**Action item**
Print every entry below again exactly as written, skipping the pictures.

**Material supplied**
=-=-=-=-=
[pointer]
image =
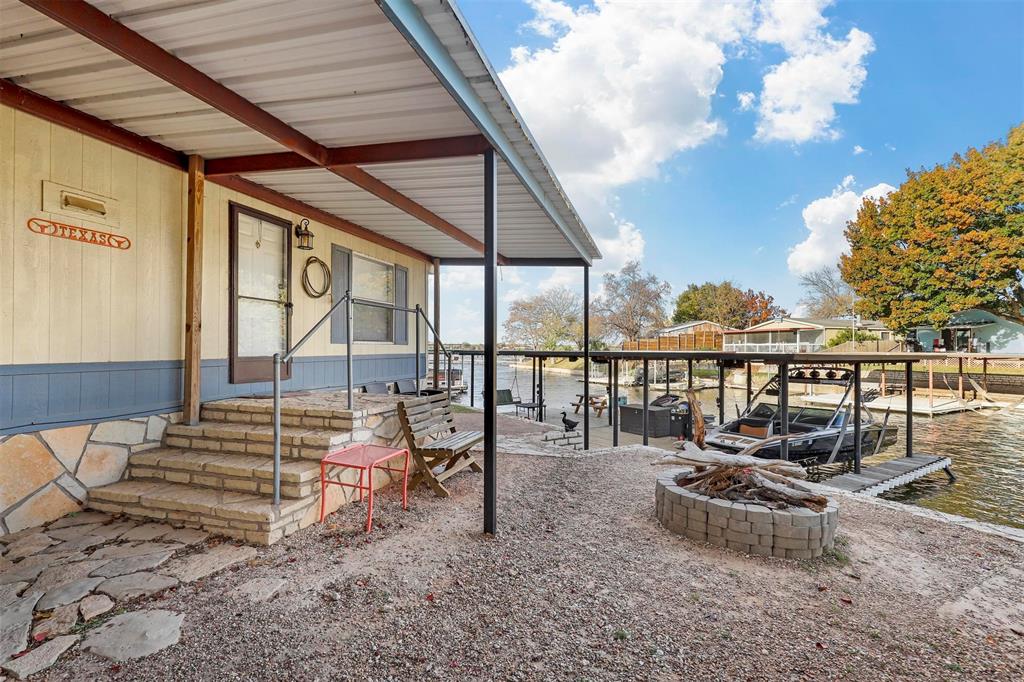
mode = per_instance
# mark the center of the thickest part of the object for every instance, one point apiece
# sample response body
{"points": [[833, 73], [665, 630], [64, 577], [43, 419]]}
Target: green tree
=-=-=-=-=
**Written response**
[pointer]
image =
mode = per_instance
# mark the center of the thickest part of the object for every instance, one point apiece
# sample response body
{"points": [[833, 73], [665, 630], [64, 577], [43, 419]]}
Target: green tree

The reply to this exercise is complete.